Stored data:
• • • • • • •

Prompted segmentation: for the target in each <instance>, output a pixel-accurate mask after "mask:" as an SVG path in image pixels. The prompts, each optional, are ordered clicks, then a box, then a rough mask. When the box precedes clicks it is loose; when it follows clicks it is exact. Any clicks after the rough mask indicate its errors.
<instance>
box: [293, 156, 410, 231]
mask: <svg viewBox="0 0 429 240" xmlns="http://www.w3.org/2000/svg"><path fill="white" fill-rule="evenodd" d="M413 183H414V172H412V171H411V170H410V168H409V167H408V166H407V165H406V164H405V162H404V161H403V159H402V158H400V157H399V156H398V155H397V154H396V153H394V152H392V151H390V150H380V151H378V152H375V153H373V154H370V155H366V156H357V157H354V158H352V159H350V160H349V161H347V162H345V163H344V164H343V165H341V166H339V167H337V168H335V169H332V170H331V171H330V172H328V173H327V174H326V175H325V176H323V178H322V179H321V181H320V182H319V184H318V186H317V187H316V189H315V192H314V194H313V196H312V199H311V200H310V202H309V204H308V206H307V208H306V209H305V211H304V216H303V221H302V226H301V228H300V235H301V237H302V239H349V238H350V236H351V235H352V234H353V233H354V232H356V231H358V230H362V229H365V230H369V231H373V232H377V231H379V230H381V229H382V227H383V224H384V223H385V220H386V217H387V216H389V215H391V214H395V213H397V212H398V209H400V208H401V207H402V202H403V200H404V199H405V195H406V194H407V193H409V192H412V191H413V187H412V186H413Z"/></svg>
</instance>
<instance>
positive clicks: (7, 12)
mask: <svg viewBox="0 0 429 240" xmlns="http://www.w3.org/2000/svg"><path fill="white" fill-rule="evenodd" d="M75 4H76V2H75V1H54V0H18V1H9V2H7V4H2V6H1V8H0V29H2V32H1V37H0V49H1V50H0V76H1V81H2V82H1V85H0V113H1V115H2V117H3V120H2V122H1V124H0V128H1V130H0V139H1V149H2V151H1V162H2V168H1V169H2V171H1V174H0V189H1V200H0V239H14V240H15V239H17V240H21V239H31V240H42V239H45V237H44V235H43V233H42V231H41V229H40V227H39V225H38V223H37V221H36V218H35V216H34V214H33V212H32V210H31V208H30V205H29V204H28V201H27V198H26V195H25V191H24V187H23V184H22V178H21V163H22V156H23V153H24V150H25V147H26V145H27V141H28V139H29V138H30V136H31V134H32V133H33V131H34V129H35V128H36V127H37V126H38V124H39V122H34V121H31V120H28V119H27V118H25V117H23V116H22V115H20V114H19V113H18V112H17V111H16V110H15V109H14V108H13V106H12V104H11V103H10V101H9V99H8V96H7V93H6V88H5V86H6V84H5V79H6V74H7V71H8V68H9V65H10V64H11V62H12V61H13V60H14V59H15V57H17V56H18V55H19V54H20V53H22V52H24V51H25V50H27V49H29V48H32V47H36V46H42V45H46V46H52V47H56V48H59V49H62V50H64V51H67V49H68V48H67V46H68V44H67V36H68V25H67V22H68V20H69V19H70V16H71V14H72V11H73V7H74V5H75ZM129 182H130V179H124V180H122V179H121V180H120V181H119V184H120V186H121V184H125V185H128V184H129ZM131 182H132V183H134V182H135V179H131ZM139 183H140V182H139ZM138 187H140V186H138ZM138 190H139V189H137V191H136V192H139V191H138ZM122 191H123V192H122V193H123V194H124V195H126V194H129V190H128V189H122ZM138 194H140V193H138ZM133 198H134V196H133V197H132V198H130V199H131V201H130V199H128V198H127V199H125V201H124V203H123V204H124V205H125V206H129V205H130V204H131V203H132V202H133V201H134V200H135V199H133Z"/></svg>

• • • • • • •

## Task goal
Which lines of the records contain "instance"? Show each of them.

## Output of the exercise
Prompted segmentation: for the target in each <instance>, output a pixel-accurate mask after "mask:" as an SVG path in image pixels. The prompts, each optional, are ordered clicks, then a box, then a rough mask. When the box precedes clicks it is loose; when it follows clicks it is exact. Any clicks after the rough mask indicate its errors.
<instance>
</instance>
<instance>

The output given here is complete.